++++ Dataset ++++

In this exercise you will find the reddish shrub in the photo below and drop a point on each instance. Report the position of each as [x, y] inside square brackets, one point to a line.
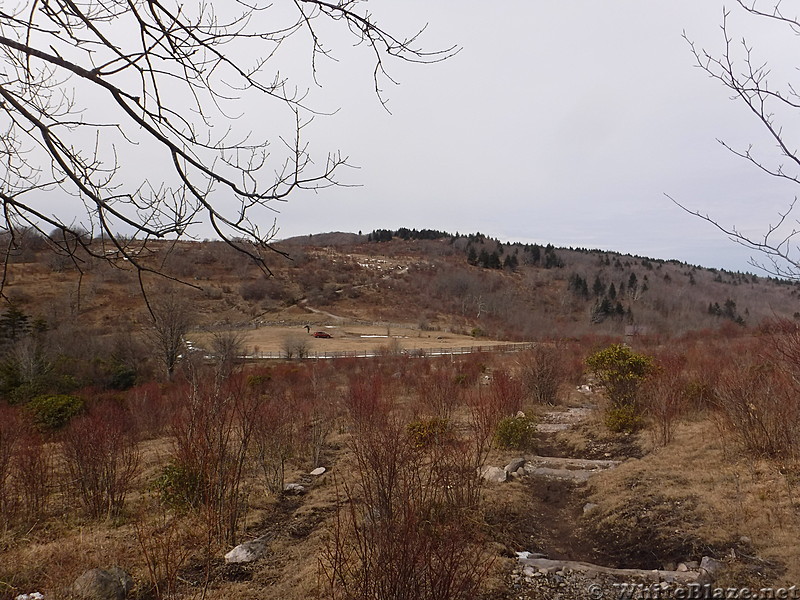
[102, 458]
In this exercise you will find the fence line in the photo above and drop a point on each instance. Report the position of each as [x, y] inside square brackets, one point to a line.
[418, 352]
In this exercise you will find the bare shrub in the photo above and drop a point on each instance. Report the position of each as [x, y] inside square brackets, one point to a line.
[166, 545]
[171, 321]
[212, 435]
[102, 459]
[228, 349]
[759, 406]
[9, 438]
[364, 400]
[543, 372]
[409, 526]
[149, 409]
[441, 392]
[295, 346]
[505, 392]
[33, 475]
[317, 412]
[663, 396]
[275, 438]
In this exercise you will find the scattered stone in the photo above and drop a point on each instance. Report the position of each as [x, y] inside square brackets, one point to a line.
[295, 489]
[494, 474]
[710, 565]
[526, 554]
[102, 584]
[515, 465]
[247, 552]
[559, 569]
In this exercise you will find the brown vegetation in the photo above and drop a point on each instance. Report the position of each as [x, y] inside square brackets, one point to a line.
[163, 475]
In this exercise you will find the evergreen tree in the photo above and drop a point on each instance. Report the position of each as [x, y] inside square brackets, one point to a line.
[598, 287]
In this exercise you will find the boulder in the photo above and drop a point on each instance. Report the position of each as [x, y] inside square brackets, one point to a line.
[514, 465]
[494, 474]
[710, 566]
[103, 584]
[294, 489]
[247, 552]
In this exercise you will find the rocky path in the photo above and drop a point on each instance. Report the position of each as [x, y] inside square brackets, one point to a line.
[561, 562]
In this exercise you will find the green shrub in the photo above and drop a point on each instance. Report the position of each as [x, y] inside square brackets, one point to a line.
[623, 419]
[425, 432]
[515, 433]
[620, 370]
[178, 486]
[54, 411]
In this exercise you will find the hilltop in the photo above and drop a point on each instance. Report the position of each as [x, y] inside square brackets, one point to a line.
[431, 280]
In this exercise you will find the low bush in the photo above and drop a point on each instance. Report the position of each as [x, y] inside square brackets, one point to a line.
[623, 419]
[425, 432]
[178, 486]
[54, 411]
[515, 433]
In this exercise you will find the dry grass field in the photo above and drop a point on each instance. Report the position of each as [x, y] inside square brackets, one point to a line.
[163, 473]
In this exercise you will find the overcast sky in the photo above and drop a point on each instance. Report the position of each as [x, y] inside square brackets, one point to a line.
[563, 122]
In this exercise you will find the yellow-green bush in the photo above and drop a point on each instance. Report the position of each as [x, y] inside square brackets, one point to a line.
[54, 411]
[425, 432]
[515, 433]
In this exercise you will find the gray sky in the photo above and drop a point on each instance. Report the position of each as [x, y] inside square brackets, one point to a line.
[562, 122]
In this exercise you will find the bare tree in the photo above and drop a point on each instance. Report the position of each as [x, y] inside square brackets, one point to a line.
[751, 82]
[171, 319]
[228, 348]
[89, 87]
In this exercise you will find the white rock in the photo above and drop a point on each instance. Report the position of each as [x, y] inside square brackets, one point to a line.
[515, 465]
[247, 552]
[294, 488]
[589, 507]
[494, 474]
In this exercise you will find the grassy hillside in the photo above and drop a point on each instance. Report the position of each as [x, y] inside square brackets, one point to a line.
[110, 457]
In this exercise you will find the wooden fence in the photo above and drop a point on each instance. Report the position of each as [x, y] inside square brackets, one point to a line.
[418, 352]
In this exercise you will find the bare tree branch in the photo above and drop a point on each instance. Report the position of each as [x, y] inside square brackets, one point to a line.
[90, 87]
[737, 68]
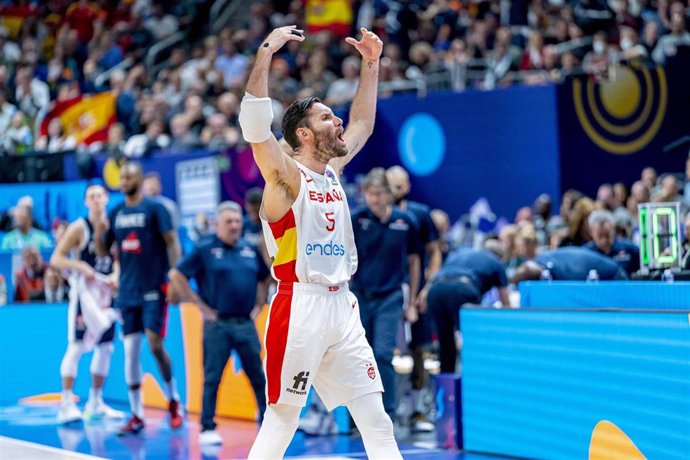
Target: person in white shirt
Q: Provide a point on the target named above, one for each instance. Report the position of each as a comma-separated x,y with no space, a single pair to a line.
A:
314,334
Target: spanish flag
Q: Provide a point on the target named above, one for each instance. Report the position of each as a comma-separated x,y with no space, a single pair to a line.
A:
87,118
13,16
332,15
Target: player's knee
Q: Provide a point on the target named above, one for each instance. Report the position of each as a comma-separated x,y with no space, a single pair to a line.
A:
100,363
70,361
383,357
132,343
379,422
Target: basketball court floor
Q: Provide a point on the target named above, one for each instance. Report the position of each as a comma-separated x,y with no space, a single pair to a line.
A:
29,432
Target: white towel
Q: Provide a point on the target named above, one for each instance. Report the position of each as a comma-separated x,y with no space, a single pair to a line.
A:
95,298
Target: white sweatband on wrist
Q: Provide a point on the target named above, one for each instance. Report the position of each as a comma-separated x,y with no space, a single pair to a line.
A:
256,116
70,361
100,362
133,372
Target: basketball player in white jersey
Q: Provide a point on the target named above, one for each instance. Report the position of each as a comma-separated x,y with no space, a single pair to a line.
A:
314,334
76,252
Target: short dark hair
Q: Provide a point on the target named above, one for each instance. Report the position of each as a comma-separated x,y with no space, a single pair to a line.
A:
296,117
376,178
254,196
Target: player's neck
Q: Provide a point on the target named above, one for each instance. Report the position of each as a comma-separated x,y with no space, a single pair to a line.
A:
385,214
133,200
310,162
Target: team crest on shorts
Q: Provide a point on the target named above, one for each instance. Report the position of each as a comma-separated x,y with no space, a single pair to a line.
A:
371,371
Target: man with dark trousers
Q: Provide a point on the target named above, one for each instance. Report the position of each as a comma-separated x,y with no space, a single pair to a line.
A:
431,259
147,244
232,280
465,277
388,251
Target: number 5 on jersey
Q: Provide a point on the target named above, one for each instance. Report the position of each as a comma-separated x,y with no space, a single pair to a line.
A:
331,225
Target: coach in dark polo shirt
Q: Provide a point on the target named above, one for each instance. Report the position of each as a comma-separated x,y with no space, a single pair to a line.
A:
569,264
604,241
466,275
388,253
232,280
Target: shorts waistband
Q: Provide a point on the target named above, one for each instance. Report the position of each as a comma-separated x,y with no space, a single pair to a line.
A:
313,288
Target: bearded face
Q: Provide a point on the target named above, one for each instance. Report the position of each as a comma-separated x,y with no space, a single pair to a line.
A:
329,145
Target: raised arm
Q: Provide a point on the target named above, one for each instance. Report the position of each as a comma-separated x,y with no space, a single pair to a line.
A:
60,257
256,115
363,110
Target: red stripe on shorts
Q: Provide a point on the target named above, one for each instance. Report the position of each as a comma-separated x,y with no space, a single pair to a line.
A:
276,340
164,328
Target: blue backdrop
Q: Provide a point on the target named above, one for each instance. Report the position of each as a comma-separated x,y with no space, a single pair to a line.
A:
502,145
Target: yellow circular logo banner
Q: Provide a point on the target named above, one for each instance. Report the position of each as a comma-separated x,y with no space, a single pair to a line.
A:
623,114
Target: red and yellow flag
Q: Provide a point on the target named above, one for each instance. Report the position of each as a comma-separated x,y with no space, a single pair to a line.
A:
332,15
12,17
87,118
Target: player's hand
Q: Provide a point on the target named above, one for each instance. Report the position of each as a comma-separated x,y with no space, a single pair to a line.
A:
370,46
421,300
113,281
208,313
87,271
280,37
255,312
411,314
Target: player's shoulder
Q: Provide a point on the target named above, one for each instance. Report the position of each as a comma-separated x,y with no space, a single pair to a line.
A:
151,203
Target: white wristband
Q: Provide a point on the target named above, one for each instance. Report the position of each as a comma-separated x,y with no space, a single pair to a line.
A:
256,116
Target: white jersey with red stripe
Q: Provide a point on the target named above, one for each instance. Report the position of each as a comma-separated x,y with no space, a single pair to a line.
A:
314,242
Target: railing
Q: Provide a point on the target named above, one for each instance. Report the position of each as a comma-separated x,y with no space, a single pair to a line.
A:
104,76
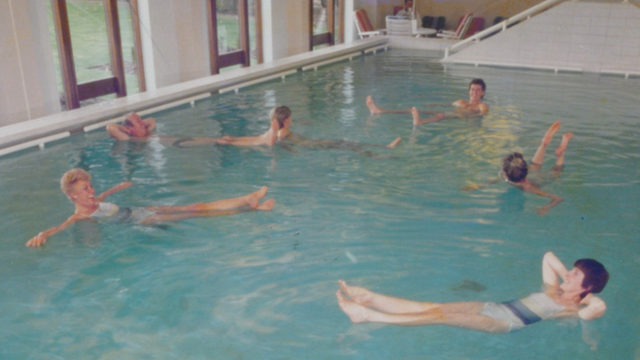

++++

# [Problem]
Omit the pictures and output all of the other material exactly.

# [Result below]
In this exercise you will find the reddish shrub in the photo below and drop a point on each instance. Report the position of each as [x, y] inside square brackets, one point to a line.
[102, 458]
In this exercise you will find the fence line in the photo above and drop a point on each instance. Report the position of each as [x, y] inside square brackets, one point to a line.
[418, 352]
In this exercise you will find the bare shrub in the photo above and drop a point on each instance. Report the position of each as [x, y] inside square brackets, one point to a line.
[166, 545]
[171, 321]
[212, 435]
[102, 459]
[228, 349]
[759, 406]
[9, 438]
[364, 400]
[543, 372]
[409, 526]
[149, 409]
[441, 392]
[295, 346]
[505, 392]
[33, 475]
[317, 412]
[663, 396]
[275, 438]
In this exercise you will find the scattered stone in the photo above and drop a point on each instance. Report the position of each as [x, y] inside square brackets, one point to a line.
[295, 489]
[494, 474]
[710, 565]
[526, 554]
[102, 584]
[515, 465]
[247, 552]
[559, 569]
In this exercise you will find the brown vegetation in the photo above and drop a point on each instance. Report the position of each as [x, y] inside square brackets, one point to a line.
[163, 475]
In this exercise you will find the evergreen tree in the photo above and drop a point on each instance. Report the position of each as [x, y] inside square brackets, one point to a line.
[598, 287]
In this exercise you will find the boulder in the photo above and drop a point on each instance. Report the position of each as [x, y] inside square brackets, one point to a line.
[514, 465]
[494, 474]
[710, 566]
[103, 584]
[294, 489]
[247, 552]
In this exercise you will find the rocky path in the photo above and drop a point on each instance. Report the position of each as [x, y] inside square brackets, one point to a line.
[561, 562]
In this exercise you will find the green shrub in the photo above and drop a point on each instance. Report the position of each as [x, y] inside square brackets, one point to a line.
[623, 419]
[425, 432]
[515, 433]
[620, 370]
[178, 486]
[54, 411]
In this exercise you will find the hilltop in the photo above and drop a point on each instance. Report the position of each as [x, y] inside square brackets, one point to a line.
[431, 280]
In this exercise you will find the low bush in the photo above and drop a point on each instance. Report the position of each as [x, y] inside square brackets, one point to a line.
[623, 419]
[425, 432]
[178, 486]
[54, 411]
[515, 433]
In this exercise you will find the dry grass field in the photo above and drop a point on each instance. Report the position of each as [x, y] inside square brackets, one point to a line.
[163, 473]
In this exercise you will find the overcast sky in the photo above and drop a point on each instance. Report the position of each as [x, y] inside square brackets, one point to a line.
[563, 122]
In this exercise you will find the yellow-green bush in the photo above and drop a point on each instance. Report the position of each as [x, y] inside square brackets, one point to a line.
[54, 411]
[425, 432]
[515, 433]
In this exercise you will find the gray sky in the photo above and drop a point on each instance. Report the position of each as [x, y] inside square brackets, one point to a line.
[562, 122]
In this exercise you will find the bare tree in the photo above and drop a point on each instance. Report the position of each as [x, y] inside square brackets, one point to a line.
[751, 82]
[171, 319]
[228, 348]
[89, 87]
In this exercise you will find the white rock in the photo above and drop a point on each instance. Report the position of each as [x, y] inside square brackets, one point to a line.
[515, 465]
[247, 552]
[294, 488]
[589, 507]
[494, 474]
In this exercise you will find the grassy hillside in the photo above and drop a point on each instance. Report the position of each as [x, y] inside square brackets, one point to a line.
[110, 457]
In this exercise you will find the wooden fence in the photo above and drop a point on each instance. Report the position of each as [x, y] inside square brackets, one point to a line.
[418, 352]
In this exercise you will find the bare tree branch in the photo above and drop a point on each instance. Report the position of each as [x, y] inside square brackets, one point to a line.
[90, 87]
[737, 68]
Target: person in white shirt
Q: Provide a point on the target named above, one for each instance. Report the position of each as a comma-separated x,y with no space, a single pair to a line.
A:
314,334
Target: spanish flag
Q: Provide a point on the target named above, one for each instance. Report the position of each as a comma-separated x,y with no space, a single pair to a line.
A:
87,118
13,16
332,15
Target: player's knee
Q: Provide a point on the target named above, one for each instance. Report the position of each as a comma-separated x,y with no space, a single pair to a line.
A:
100,363
70,361
383,357
132,343
379,422
Target: basketball court floor
Q: Provide a point on the target named above, one for each instance. Report the position of each as a comma-separated x,y with no space, a single pair to a line.
A:
29,432
Target: white towel
Q: Provide a point on the target named above, one for each instance. Report the position of each as a comma-separated x,y with no space, a single pair to a line.
A:
95,298
Target: white sweatband on wrist
Q: Provide a point on the target named above, one for each instance. Report the position of each as a comma-separated x,y with no space, a single pair to a line.
A:
256,116
70,361
100,362
133,372
Target: basketball player in white jersey
Q: Provide a point on the target named above, one for each instance. Report the position of each as a comma-separated x,y with no space, a single pair to a line.
A:
314,334
76,252
Target: short dark hair
Q: Provide a point on the target named above, one for each instance. Report the position of each as a comma-separated x,y with no space, a single pair to a line.
A:
296,117
376,178
254,196
Target: player's neck
Q: Provide a point on the target named above, one for each instance. Report the position of each as a comma-separated x,y with no space, a single pair to a line.
A:
385,214
133,200
310,162
Target: team crest on shorts
Q: Provide a point on the target named above, one for each instance. Report the position of each as a comma-separated x,y with no space, a single pair to a line.
A:
371,371
Target: man with dark trousers
Q: Provide a point on the target named above, one for each instance. Report the position of each as a comma-separated x,y with no space, a single pair to a line.
A:
431,259
147,244
232,280
465,277
388,251
Target: number 5 on jersey
Q: Provide a point on the target named above, one for each instance. Report the position of each as a comma-separated x,y with no space, a single pair to a line.
A:
331,225
Target: coach in dark polo shirt
Q: Provide a point on the target named above, one for each instance. Report the position of each as a comma-separated x,y with no space, a single pair to a line.
A:
569,264
604,241
466,275
388,253
232,280
Target: shorts waistband
Q: Provide a point on the target named above, one for each instance. Report the position of each as a comma-separated x,y with no space, a single pair to a line.
A:
313,288
Target: bearded face
Q: Provide a point on the target named above, one for each instance. Report the position of each as a comma-separated x,y with no space, a single pair to a line.
A:
329,145
Target: raised arm
Q: Provide a point on the target named above, one for each instance. Report the position of each as a comma-separated x,y with no space, a single pair to a line.
A:
60,257
256,115
363,110
Target: red stripe on shorts
Q: Provide a point on the target named above, one for each instance. Report the position of each as a comma-separated x,y with no space, a single pair to a line.
A:
276,340
164,328
Target: blue backdrop
Q: Provide a point on the target named above, one for each instance. Report the position of each as a comma-separated x,y with no space, a single pair to a line.
A:
502,145
Target: yellow circular logo banner
Q: Provide a point on the target named above, one for each instance. Report the position of each as a comma-separated x,y with no space, a single pair to a line.
A:
623,114
Target: red and yellow flag
Q: Provide a point on the target named above, one for each instance. Report the position of each as a comma-separated x,y with no space, a single pair to a line.
A:
332,15
12,17
87,118
Target: player's hand
Q: Provide a point on the target named above, one for each instance. Report the position of each as a comma-separated x,y with no space, a single pair to a line.
A:
370,46
421,300
113,281
208,313
87,271
280,37
255,312
411,314
Target: player's shoulder
Q: Provide a point on the target named above, one for each instance. Report the position of each as a comma-separated x,y with no space, a single pair to a line.
A:
151,203
Target: white wristband
Q: Provide a point on the target named above, one for each instance. Report the position of each as a comma-separated x,y with no space, a single pair to a line.
A:
256,116
Target: white jersey with red stripe
Q: Provide a point on the target named above, one for each instance. Report the position of each as a comma-separated x,y with no space, a single pair to a line.
A:
314,242
Target: railing
Q: Provide a point on the target named above, one for each instance. Report the position of each as a comma-separated x,y with no space, a single pair to a line.
A:
104,76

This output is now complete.